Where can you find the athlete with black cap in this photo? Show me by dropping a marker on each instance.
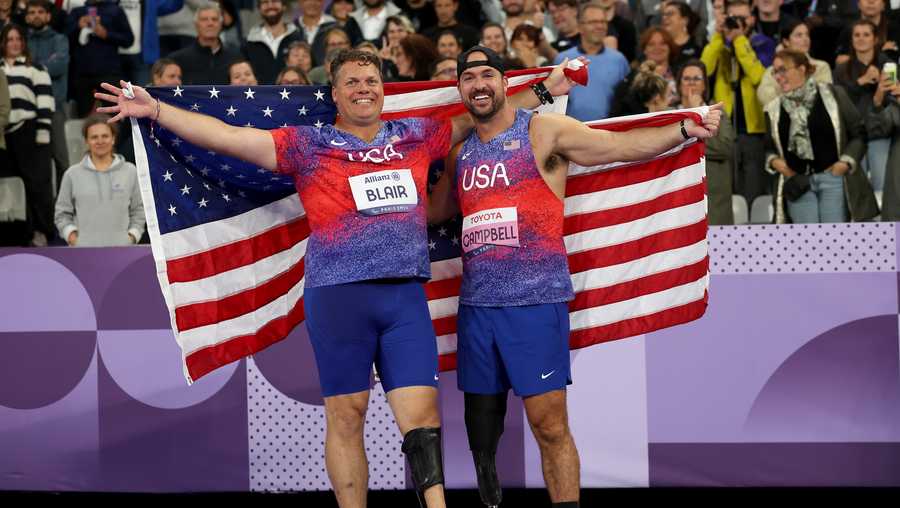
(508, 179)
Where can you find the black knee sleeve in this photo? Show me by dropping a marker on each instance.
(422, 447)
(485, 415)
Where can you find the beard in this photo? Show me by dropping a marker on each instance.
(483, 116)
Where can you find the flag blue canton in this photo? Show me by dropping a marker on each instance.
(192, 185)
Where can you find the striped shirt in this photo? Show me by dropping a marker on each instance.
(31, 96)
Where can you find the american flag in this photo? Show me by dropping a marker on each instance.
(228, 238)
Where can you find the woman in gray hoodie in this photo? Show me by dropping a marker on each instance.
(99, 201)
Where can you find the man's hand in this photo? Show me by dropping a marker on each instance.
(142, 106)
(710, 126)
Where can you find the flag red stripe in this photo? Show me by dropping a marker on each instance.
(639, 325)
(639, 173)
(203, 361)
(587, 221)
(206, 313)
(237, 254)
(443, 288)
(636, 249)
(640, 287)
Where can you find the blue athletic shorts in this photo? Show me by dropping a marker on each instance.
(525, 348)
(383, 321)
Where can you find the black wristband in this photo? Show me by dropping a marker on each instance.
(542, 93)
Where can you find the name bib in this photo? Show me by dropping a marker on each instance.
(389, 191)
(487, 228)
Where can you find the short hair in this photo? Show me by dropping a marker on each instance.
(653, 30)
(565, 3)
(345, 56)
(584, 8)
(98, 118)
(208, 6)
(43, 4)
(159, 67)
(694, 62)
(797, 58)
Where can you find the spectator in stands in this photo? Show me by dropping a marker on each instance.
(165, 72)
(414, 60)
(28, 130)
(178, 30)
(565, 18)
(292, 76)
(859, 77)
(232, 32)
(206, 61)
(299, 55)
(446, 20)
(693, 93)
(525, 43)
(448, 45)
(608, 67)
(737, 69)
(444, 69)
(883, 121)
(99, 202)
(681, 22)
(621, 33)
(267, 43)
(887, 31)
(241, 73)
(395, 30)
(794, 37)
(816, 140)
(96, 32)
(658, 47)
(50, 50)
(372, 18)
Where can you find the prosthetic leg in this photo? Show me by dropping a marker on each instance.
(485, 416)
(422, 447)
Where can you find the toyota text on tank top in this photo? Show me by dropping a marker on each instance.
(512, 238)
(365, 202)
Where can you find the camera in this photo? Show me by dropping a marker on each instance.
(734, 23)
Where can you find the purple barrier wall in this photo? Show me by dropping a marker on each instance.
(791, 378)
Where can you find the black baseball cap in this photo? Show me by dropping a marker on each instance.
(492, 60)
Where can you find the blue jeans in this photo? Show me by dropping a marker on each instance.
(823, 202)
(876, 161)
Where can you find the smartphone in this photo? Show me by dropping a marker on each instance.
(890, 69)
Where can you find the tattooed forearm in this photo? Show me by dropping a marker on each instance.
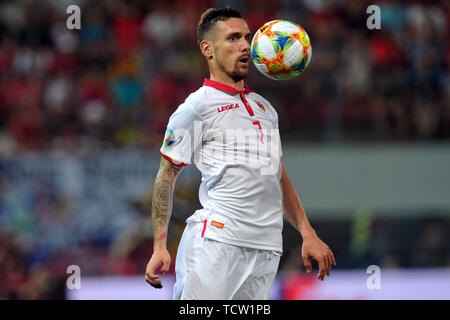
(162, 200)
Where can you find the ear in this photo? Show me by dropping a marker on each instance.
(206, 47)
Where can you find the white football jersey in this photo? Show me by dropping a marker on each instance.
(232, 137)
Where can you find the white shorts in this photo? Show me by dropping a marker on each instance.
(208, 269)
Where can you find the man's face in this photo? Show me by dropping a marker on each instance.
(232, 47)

◇ ◇ ◇ ◇

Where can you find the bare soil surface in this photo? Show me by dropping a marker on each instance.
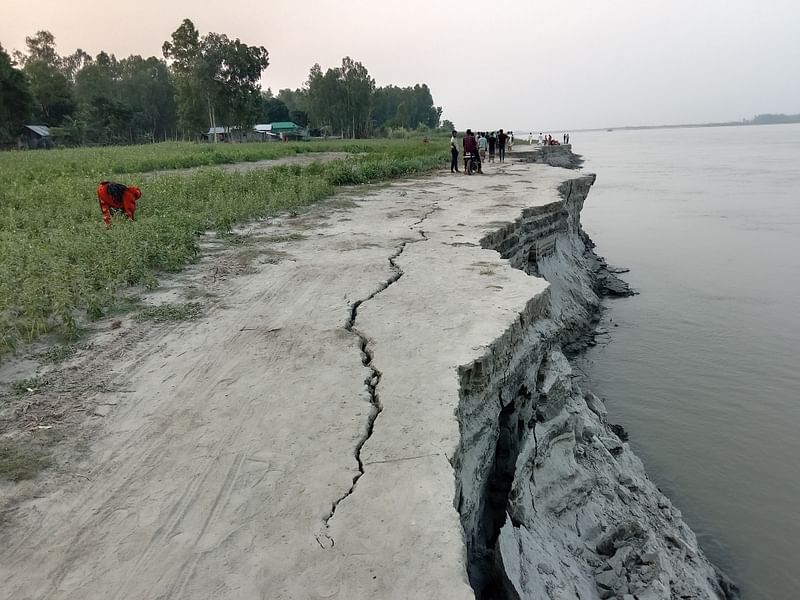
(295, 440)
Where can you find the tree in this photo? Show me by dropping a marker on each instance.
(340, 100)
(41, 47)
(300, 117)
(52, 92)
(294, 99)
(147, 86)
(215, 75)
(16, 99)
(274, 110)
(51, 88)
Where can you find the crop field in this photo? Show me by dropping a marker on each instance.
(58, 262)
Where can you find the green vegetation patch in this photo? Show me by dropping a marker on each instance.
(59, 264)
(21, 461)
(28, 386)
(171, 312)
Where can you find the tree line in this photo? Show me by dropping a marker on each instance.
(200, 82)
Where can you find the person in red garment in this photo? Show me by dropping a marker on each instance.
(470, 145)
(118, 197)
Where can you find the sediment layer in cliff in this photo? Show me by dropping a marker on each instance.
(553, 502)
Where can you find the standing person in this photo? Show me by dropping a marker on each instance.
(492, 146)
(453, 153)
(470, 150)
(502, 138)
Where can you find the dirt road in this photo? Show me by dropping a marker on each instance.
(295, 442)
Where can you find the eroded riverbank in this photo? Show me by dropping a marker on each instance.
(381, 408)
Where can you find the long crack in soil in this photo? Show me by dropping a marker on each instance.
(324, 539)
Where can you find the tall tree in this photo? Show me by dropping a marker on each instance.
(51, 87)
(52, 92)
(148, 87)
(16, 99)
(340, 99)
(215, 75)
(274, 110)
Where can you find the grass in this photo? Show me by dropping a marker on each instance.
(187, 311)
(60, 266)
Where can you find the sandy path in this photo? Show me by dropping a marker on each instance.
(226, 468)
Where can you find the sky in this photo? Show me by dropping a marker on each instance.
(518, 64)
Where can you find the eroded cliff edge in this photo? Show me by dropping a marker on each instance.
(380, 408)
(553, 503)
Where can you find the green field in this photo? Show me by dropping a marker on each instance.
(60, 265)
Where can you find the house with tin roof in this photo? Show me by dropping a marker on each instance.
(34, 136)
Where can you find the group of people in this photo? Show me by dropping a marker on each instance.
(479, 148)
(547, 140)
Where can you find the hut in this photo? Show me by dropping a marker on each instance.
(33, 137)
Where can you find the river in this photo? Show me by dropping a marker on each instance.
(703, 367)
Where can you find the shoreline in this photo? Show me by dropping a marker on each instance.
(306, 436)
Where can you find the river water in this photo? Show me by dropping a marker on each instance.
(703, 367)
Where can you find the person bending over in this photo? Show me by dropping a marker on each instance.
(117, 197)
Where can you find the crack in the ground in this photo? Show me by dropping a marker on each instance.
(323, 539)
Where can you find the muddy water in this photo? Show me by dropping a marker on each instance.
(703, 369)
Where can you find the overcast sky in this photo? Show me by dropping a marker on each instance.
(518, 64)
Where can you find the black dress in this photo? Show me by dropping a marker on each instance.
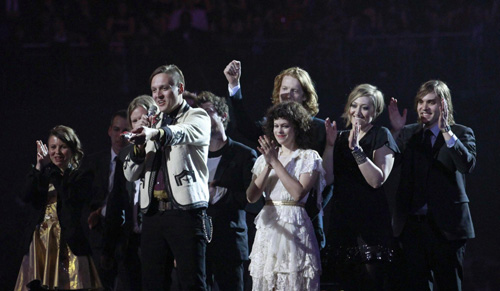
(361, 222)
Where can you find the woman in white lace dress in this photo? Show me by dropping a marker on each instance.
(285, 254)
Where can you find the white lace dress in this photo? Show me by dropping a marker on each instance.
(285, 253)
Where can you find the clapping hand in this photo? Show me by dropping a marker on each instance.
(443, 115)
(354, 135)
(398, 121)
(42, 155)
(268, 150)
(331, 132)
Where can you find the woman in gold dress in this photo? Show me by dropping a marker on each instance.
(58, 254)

◇ ◇ ◇ ◇

**TASK INSTRUCTIONS:** Please count the rows above that contain the string "black" and give only that number.

**FINAL RESULT:** 5